THE TASK ->
Copy the post titled "Iraq’s Critical Nodes" in full, word for word.

DOCUMENT PASSAGE ->
+ + + + + + +

Iraq’s Critical Nodes

Michael Yon has just posted another important report. Yon has been allowed to join the patrol of Command Sergeant Major Jeffrey Mellinger, who is "responsible for the Multi-National Force in Iraq, including all Coalition officers, enlisted persons and civilians. Every canal and precipice in the battle space, from posh offices to combat-mired swamps, falls under his watch. Across deserts and over mountains, he checks the battle readiness and welfare of the troops. He does not rely on reports, but instead ventures for answers deep into the field with his small nondescript patrol."

Today’s report starts in Mosul, then transits through Baghdad to Kuwait

Sometime later we emerge in Kuwait, a peaceful country that had been swallowed in one gulp by its "civilized" neighbor. An Army medic who was part of the Coalition force that liberated a Kuwaiti hospital told me that when they first entered the nursery, there were dead and dying infants strewn about the floor. Tossed from their "cradles," their heads had been crushed under the boots of Iraqi soldiers, a parting shot as the Iraqi Army fled from real combatants. Meanwhile, retreating soldiers acting on the orders of Saddam Hussein set a forest of oil wells ablaze, raising environmental alarms when the vast Kuwaiti oil fields pumped enough acrid smoke into the atmosphere to create eclipse-like conditions throughout the region. If he couldn’t have Kuwait, he was hell-bent on making it so toxic no one else would want it, while stamping his boots in a tantrum of epic proportions.

+ + + + + + +

(Saved data entries)
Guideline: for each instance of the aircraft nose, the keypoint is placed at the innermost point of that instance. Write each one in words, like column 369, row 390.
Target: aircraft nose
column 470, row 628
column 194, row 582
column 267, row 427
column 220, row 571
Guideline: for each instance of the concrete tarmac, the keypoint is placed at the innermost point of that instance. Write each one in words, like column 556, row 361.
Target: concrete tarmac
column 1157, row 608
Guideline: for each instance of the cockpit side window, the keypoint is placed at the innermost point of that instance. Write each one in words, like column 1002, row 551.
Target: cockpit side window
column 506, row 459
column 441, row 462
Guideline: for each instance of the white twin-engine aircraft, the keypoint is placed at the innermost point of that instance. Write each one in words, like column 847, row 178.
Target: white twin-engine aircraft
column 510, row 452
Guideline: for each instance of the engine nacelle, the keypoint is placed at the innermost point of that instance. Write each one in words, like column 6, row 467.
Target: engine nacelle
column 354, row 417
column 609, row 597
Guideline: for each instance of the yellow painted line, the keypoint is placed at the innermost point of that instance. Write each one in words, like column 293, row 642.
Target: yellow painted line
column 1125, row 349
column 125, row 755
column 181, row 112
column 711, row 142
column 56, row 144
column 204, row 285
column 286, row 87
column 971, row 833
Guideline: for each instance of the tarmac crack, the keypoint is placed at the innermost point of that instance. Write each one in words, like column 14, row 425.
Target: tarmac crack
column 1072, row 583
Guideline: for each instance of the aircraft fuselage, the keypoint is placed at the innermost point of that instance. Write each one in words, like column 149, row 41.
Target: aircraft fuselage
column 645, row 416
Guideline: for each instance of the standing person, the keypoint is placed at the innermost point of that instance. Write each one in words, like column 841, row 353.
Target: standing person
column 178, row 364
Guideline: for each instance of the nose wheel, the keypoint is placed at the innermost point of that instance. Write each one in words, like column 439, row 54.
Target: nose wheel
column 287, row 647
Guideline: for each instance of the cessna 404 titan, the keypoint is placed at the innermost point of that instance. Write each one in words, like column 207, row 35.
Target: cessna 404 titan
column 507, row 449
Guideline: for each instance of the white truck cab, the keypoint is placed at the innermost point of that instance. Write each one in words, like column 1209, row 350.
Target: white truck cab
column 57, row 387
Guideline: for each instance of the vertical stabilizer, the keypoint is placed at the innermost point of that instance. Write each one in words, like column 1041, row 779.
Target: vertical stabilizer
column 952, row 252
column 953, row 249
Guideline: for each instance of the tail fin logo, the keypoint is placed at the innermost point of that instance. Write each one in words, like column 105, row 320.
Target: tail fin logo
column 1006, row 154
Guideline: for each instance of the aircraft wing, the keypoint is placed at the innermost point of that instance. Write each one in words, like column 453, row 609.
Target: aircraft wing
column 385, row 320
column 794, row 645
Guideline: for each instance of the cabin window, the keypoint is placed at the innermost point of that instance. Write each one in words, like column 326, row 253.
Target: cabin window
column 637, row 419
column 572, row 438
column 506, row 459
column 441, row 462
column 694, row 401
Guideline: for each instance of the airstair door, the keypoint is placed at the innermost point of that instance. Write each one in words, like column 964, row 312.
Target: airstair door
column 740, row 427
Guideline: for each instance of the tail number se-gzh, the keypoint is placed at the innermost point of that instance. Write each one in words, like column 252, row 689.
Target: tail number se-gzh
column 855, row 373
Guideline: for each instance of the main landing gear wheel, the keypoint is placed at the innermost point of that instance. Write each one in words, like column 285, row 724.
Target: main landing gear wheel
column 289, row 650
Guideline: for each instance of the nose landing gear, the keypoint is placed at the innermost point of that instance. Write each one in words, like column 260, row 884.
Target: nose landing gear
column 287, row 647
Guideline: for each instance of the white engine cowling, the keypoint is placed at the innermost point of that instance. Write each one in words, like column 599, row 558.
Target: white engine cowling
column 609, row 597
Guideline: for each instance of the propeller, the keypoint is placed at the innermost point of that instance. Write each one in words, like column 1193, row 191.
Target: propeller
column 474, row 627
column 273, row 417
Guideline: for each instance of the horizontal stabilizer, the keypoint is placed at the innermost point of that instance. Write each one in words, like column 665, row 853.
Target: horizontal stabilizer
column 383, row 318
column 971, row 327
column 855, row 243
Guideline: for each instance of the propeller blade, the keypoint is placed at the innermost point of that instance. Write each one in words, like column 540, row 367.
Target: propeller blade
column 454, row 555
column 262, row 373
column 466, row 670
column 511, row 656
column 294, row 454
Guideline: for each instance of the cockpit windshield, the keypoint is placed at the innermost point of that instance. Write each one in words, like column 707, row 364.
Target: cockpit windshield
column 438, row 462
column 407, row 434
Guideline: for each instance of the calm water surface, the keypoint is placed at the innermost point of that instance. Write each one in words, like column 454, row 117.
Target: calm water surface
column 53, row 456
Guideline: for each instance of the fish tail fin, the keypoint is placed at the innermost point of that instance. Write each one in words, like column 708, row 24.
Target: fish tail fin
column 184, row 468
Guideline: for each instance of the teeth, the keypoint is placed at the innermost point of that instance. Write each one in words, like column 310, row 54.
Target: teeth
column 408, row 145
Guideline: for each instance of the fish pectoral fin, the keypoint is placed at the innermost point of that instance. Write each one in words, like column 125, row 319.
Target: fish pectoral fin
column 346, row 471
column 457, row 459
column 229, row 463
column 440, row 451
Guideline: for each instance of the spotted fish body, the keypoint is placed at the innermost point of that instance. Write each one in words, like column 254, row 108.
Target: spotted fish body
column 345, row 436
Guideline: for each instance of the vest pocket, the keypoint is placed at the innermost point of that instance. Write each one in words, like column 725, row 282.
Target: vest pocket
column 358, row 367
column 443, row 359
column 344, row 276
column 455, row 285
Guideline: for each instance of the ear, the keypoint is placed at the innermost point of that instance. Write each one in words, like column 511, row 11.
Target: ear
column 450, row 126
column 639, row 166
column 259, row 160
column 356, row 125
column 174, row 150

+ + + + + + +

TASK RESPONSE ->
Iraq’s Critical Nodes

Michael Yon has just posted another important report. Yon has been allowed to join the patrol of Command Sergeant Major Jeffrey Mellinger, who is "responsible for the Multi-National Force in Iraq, including all Coalition officers, enlisted persons and civilians. Every canal and precipice in the battle space, from posh offices to combat-mired swamps, falls under his watch. Across deserts and over mountains, he checks the battle readiness and welfare of the troops. He does not rely on reports, but instead ventures for answers deep into the field with his small nondescript patrol."

Today’s report starts in Mosul, then transits through Baghdad to Kuwait

Sometime later we emerge in Kuwait, a peaceful country that had been swallowed in one gulp by its "civilized" neighbor. An Army medic who was part of the Coalition force that liberated a Kuwaiti hospital told me that when they first entered the nursery, there were dead and dying infants strewn about the floor. Tossed from their "cradles," their heads had been crushed under the boots of Iraqi soldiers, a parting shot as the Iraqi Army fled from real combatants. Meanwhile, retreating soldiers acting on the orders of Saddam Hussein set a forest of oil wells ablaze, raising environmental alarms when the vast Kuwaiti oil fields pumped enough acrid smoke into the atmosphere to create eclipse-like conditions throughout the region. If he couldn’t have Kuwait, he was hell-bent on making it so toxic no one else would want it, while stamping his boots in a tantrum of epic proportions.